[TEXTAUSZUG]:
Auch was die Berechnung des Kapitalisierungszinssatzes, insbesondere die Ableitung des für die individuelle Risikostruktur des Unternehmens maßgeblichen beta- Faktors angeht, lässt die Begründung das Gutachten aus Sicht der Kammer keine Unrichtigkeit erkennen. Die Orientierung des beta- Faktors der nicht börsennotierten H. H. GmbH an den verfügbaren Kapitalmarktdaten der Hochtief AG ist überzeugend begründet und wird nicht deswegen in Frage gestellt, weil die Beklagte einen anderen beta – Faktor für zutreffend erachtet.

39

Der geltend gemachte Zinsanspruch steht der Klägerin erst ab dem 26.05.2015 zu. Die Zahlung ist 7 Tage nach Vorliegen des Gutachtens am 18.05.2015, also am 25.05.2015 fällig geworden. Die Beklagte befindet sich daher ab dem 26.05.2015 im Verzug. Die Klägerin kann die Zahlung weiterer Verzugszinsen für einen früheren Zeitraum nicht darauf stützen, dass die Beklagte ihrer Verpflichtung zur Mitwirkung bei der Bestellung eines Schiedsgutachters nicht innerhalb der vertraglich bestimmten Frist von sechs Wochen nachgekommen ist. Verzug mit der Verletzung dieser Verpflichtung ist nicht gleichbedeutend mit dem Zahlungsverzug der erst mit Vorlage des Schiedsgutachtens fällig gewordenen Kaufpreisforderung. Eine Leistung in Höhe der Verzugszinsen wegen der eingetretenen Verzögerung könnte die die Klägerin nur ersetzt verlangen, wenn ihr dadurch – wegen Inanspruchnahme eines entsprechend hoch verzinslichen Darlehens oder wegen entgangenen Gewinns- ein entsprechender Schaden entstanden wäre. Dazu fehlt es an entsprechendem Vortrag. Auch der Klageantrag zu 2., der abzielt auf Ersatz der für die vorgerichtliche Tätigkeit der vormaligen Prozessbevollmächtigten entstandenen Anwaltskosten für das Aufforderungsschreiben vom 28.01.2014 (Anl. K 17), ist unbegründet. Auch wenn dafür – nach RVG – der in der Klage berechnete Gebührenansatz einer 1,3 fachen Geschäftsgebühr (€ 49.806,90) entstanden wäre, könnte die Klägerin diese Kosten als Verzugsschaden (quotal) nur dann ersetzt verlangen, wenn bereits vorprozessual die Fälligkeit des geltend gemachten Kaufpreisanspruchs gegeben gewesen wäre. Dies war aus den oben bereits genannten Gründen nicht der Fall.

[AUFGABEN]:
[1] Ab welchem Datum befindet sich die Beklagte laut dem Textauszug im Verzug?
[2] Stimmen die folgenden Aussagen mit dem Textauszug überein? Antworte jeweils mit Ja oder Nein und zitiere die entscheidenden Worte. (a) Das Gutachten lag am 18.05.2015 vor. (b) Die H. H. GmbH ist börsennotiert. (c) Die vertraglich bestimmte Frist zur Mitwirkung bei der Bestellung eines Schiedsgutachters betrug sechs Wochen.

[DATENSÄTZE]:
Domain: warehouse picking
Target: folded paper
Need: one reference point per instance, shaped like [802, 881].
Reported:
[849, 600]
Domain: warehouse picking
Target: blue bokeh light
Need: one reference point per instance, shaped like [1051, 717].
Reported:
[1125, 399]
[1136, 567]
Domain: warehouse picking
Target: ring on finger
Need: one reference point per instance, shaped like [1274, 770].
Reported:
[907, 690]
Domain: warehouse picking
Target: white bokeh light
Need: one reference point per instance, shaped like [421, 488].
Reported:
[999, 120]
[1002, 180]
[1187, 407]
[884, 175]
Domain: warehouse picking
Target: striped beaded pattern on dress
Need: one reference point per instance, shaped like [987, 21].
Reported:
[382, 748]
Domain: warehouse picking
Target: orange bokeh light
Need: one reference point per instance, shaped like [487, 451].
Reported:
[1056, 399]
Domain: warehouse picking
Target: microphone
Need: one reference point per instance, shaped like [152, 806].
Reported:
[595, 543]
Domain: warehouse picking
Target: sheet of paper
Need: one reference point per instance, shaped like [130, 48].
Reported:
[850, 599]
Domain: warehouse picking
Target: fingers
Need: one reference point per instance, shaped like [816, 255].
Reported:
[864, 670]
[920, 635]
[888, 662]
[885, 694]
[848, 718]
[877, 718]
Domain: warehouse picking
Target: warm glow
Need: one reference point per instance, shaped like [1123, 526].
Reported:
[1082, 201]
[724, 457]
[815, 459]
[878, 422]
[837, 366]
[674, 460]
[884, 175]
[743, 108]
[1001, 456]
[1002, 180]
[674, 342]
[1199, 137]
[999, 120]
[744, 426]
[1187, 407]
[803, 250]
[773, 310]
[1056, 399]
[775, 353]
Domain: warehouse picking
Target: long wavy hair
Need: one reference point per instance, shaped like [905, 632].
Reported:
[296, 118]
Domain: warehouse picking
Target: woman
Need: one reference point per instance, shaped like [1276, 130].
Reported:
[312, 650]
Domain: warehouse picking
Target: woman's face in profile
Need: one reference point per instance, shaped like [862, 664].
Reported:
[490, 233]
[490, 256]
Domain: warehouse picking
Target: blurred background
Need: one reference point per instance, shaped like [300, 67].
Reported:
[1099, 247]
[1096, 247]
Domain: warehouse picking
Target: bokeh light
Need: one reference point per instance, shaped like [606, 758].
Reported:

[LÖSUNGEN]:
[1] Ab dem 26.05.2015.

[2]
(a) Ja: „nach Vorliegen des Gutachtens am 18.05.2015“
(b) Nein: „der nicht börsennotierten H. H. GmbH“
(c) Ja: „innerhalb der vertraglich bestimmten Frist von sechs Wochen“